GIVEN PASSAGE:
====

Re: two LSR questions

lilypond-devel

[Date Prev][Date Next][Thread Prev][Thread Next][Date Index][Thread Index]

Re: two LSR questions

From:	Werner LEMBERG
Subject:	Re: two LSR questions
Date:	Tue, 17 Mar 2020 17:44:56 +0100 (CET)

>> I'd suggest to upgrade your lsr-software to run LilyPond-2.20.
>> Then I'll send you the updated tarball with all snippets.
> 
> OK, so you are updating the description and the snippets to the new
> version.
> 
> It might be a good occasion to fix the UTF-8 problem.  We could
> empty the text part in the database and reload the new descriptions
> and snippets correctly.
> 
> But the tarball won't work--it merges all fields.  Maybe you could
> dump the database.

Not sure it helps, but attached you can find the current version of my
perl script to extract all LSR (approved) doc snippets (which get
normalized to proper texinfo code using the `pandoc` program).  It
also creates a dump file of all snippets in the database (omitting the
binary fields).

====

BRIEF:
Resume the mailing-list message about the LSR snippets after its final sentence and keep it going in the same voice.

(Dataset excerpt)
====

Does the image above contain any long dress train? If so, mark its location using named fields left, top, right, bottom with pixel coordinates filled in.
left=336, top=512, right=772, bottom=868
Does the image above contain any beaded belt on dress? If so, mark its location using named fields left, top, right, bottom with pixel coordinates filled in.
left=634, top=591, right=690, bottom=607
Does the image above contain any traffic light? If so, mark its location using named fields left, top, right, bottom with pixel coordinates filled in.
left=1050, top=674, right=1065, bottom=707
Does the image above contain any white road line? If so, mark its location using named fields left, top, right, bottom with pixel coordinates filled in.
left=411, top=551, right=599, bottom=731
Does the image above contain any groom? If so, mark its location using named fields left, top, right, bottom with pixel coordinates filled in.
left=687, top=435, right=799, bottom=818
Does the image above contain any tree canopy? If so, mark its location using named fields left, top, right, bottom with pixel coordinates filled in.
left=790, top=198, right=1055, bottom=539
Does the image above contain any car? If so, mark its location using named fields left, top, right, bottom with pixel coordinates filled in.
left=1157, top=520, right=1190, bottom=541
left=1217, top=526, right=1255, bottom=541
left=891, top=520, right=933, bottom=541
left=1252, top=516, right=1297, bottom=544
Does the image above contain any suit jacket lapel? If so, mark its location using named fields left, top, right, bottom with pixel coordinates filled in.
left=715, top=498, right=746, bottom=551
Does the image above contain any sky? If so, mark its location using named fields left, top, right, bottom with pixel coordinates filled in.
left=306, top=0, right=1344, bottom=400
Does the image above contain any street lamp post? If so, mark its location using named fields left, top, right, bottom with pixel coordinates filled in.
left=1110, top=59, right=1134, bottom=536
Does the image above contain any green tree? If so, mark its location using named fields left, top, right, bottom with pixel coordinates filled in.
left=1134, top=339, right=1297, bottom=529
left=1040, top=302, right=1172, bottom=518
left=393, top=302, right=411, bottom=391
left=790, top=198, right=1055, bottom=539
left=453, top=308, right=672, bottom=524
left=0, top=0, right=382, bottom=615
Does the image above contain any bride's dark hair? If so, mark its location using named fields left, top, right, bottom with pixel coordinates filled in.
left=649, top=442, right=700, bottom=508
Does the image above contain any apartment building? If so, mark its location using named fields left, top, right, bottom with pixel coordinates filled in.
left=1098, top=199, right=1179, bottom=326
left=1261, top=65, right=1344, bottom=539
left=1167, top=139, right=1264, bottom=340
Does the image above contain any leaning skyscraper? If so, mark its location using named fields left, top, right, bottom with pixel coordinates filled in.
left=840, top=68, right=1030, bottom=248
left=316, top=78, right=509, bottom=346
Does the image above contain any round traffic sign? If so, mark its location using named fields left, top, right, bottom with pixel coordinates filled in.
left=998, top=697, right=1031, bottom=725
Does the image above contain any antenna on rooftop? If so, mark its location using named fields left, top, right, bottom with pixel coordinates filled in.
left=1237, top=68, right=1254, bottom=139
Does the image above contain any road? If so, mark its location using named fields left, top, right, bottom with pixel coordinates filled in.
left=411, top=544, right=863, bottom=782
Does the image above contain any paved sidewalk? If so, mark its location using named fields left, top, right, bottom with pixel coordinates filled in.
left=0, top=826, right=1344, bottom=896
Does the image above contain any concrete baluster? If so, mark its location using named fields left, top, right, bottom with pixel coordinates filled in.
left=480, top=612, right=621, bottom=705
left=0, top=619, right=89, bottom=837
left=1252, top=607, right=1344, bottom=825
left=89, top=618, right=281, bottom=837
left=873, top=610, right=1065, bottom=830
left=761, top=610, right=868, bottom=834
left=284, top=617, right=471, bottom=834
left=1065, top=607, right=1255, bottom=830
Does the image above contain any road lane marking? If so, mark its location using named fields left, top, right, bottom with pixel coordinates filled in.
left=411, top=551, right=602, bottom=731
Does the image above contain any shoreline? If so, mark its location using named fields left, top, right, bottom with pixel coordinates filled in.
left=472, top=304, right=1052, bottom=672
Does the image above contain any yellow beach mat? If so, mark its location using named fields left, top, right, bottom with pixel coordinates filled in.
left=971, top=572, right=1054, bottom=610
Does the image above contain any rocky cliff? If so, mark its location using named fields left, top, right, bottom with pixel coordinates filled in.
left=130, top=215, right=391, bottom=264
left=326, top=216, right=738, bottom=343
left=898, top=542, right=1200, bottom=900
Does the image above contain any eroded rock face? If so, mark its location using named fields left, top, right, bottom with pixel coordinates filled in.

====

TASK ANSWER:
    Werner

# lsr-snippets.pl
#
# Written 2019 by Werner Lemberg <address@hidden>


#############################################################################
##                                                                         ##
## To allow easy diff comparison with the files from the existing LSR      ##
## snippets tarball, this script currently refrains from some formatting   ##
## improvements.  However, it already contains lines marked with XXX that  ##
## should be deleted or added (as described) after the diffing process has ##
## been performed.                                                         ##
##                                                                         ##
#############################################################################


# Usage:
#
#   perl lsr-snippets.pl < lsr.mysqldump > lsr.txt

# This script does two things.
#
# * Extract all approved documentation snippets from the daily SQL database
#   dump of the LilyPond Snippet Repository (LSR) available at
#
#     http://lsr.di.unimi.it/download/
#
#   The files are created in the current directory; its file names are
#   derived from the snippet titles.  Additionally, various files named
#   `winds.snippet-list' or `connecting-notes.snippet-list' are created that
#   list the snippets grouped by tags assigned in the database.
#
#   Note that `approved documentation snippets' is a subset of the available
#   snippets in the LSR.
#
# * Write a text dump of all snippets (omitting binary fields) in the SQL
#   database dump to stdout.


use 5.14.0; # We use `s///r'.
use strict;
use warnings;

# Access mysqldump files without the need of mysql tools.
use MySQL::Dump::Parser::XS 0.04;
# Use `pandoc' for converting HTML documentation to texinfo format.
use Pandoc;


pandoc or die "'pandoc' executable not found";


# We open the LSR database dump in binary mode since it contains PNG images.
binmode(STDIN);


my $parser = MySQL::Dump::Parser::XS->new;


# Parse input and store all table entries in the `%tables' hash as arrays.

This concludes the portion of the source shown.